_Set of tasks_:
1) In the review of The Judging Eye, the reviewer admits that the Prince of Nothing trilogy reuses familiar themes yet still ranks it among the best epic fantasy. Using the reasons the review gives, explain in one to three sentences why the reviewer ranks it so highly.
2) According to the review of The Judging Eye, what pairing of works does the reviewer use to characterize the Prince of Nothing trilogy?
3) Reproduce the passage of the review of The Judging Eye from "R. Scott Bakker is" to "fantasy ever published.", keeping it word for word.

_Document excerpt_:
---------------
Wednesday, September 2, 2015

Review of The Judging Eye by R. Scott Bakker



R. Scott Bakker is one of my guilty pleasures.  His Prince of Nothing trilogy is a tense, superbly paced yet detailed series that settles firmly on both sides of the traditional/contemporary epic fantasy fence.  Dune meets Lord of the Rings, Bakker imbues his world with a mood of brooding darkness that showed great focus—Prince of Nothing building steadily to a rousing climax that many fantasy series seem to promise but so few payoff in similar style.  Yes, it retreads the hamburger themes of power, control, ego, honor, etc., but Bakker’s rich imagination, tight control of prose (how often can you say that of epic fantasy?), and narrative structure make for a series that vies with the very best of epic fantasy ever published.
---------------
_Given material_:
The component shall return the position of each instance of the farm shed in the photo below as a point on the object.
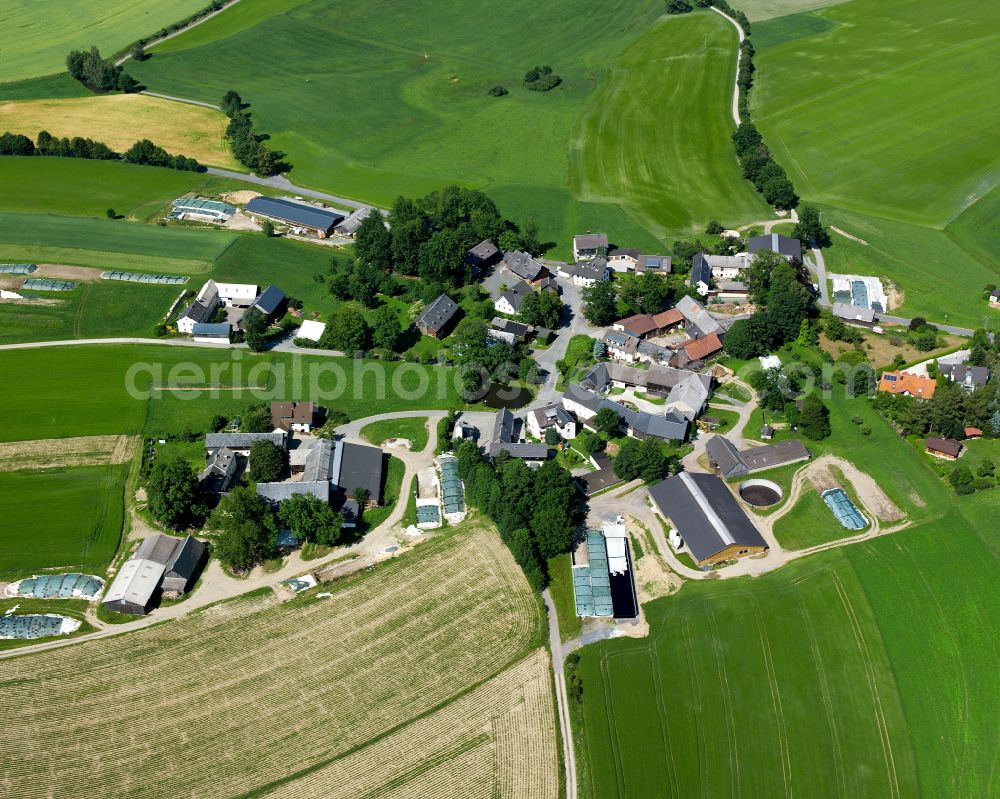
---------------
_Results by task_:
1) The reviewer concedes that the trilogy retreads themes such as power, control, ego, and honor. Even so, Bakker's rich imagination, tight control of prose, and narrative structure make it a series that vies with the very best epic fantasy ever published.

2) The reviewer describes it as "Dune meets Lord of the Rings."

3)
R. Scott Bakker is one of my guilty pleasures.  His Prince of Nothing trilogy is a tense, superbly paced yet detailed series that settles firmly on both sides of the traditional/contemporary epic fantasy fence.  Dune meets Lord of the Rings, Bakker imbues his world with a mood of brooding darkness that showed great focus—Prince of Nothing building steadily to a rousing climax that many fantasy series seem to promise but so few payoff in similar style.  Yes, it retreads the hamburger themes of power, control, ego, honor, etc., but Bakker’s rich imagination, tight control of prose (how often can you say that of epic fantasy?), and narrative structure make for a series that vies with the very best of epic fantasy ever published.